Textausschnitt

○ ○ ○

Deutschlernen nach Gehör, auch bekannt, als „Lesen durch schreiben“,  ist ein Modell, welches in den letzten 10 bis 15 Jahren auch an vielen sächsischen Grundschulen  Einzug gehalten hat. Kinder erhalten dazu zur Orientierung eine s.g. Anlauttabelle mit Bildern.  Für A steht dann z.B. das Bild eines Affen,  N ist mit einem Nilpferd versehen und der Zauberer muss für das Z herhalten.  Will das Kind dann z.B. das Wort Zahn schreiben, orientiert es sich ausschließlich daran, was es hört. Aus dem Zahn wird so möglicherweise ein „Zan“, denn das Dehnungs-H ist nicht hörbar.
Die deutsche Sprache ist reich an Dialekten und nicht nur das Sächsische steht mit dem Hochdeutschen auf Kriegsfuß. Da dürften andere Dialekte im süddeutschen Raum auch so ihre Schwierigkeiten haben. Schreiben nach Gehör bringt per se schon eine Menge kreative Schreibweisen hervor, kommen noch Dialekte hinzu, wird die Kreativität schier grenzenlos.

Die s.g. Fiebel-Methode, die in der ehemaligen DDR Standard war und auch noch heute von einigen Grundschulen genutzt wird, verlangt hingegen von Beginn an regelgerechtes Schreiben. Kinder, die so unterrichtet werden, haben am Ende deutlich weniger Schwierigkeiten mit der Rechtschreibung.

Leider gibt es in Sachsen keinen  verbindlichen Standard,  wie Schulen Kindern Lesen und Schreiben beizubringen haben. Jede Schule kann hier über die Wahl der Methode frei entscheiden. So entstehen auch jede Menge Mischformen verschiedener Lehrstile, die, so kann ich aus meiner Arbeit als Lerncoach mit Kindern, denen die Rechtschreibung schwer fällt,  sagen, mehr und mehr auditiv geprägt. „Sprich deutlich.“, „Wo im Wort hörst du den Buchstaben?“ usw. sind häufige Anweisungen, die Kinder erhalten. Wenn dann z.B. für den Buchstaben „B“ Bilder eines Luftballons und einer Erdbeere im Deutschbuch stehen, ist die Verwirrung komplett. Sind es nun ein Ballon und eine Beere, bei denen das „B“ „vorn“ zu hören ist? Oder sind es Luftballon und Erdbeere und das „b“ ist in der „Mitte“ zu hören.  Auch „r“  und „ch“ haben im Wort oft akustische Ähnlichkeiten und bereiten vielen Kindern Schwierigkeiten.

○ ○ ○

Daten

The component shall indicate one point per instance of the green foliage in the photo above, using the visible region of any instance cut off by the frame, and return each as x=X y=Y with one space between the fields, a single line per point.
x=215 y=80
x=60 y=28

○ ○ ○

Aufgabe
Welche Bilder ordnet der Textausschnitt über das Schreiben nach Gehör bestimmten Buchstaben zu? Nenne jedes Bild zusammen mit seinem Buchstaben.

Antwort
- Affe: A
- Nilpferd: N
- Zauberer: Z
- Luftballon: B
- Erdbeere: B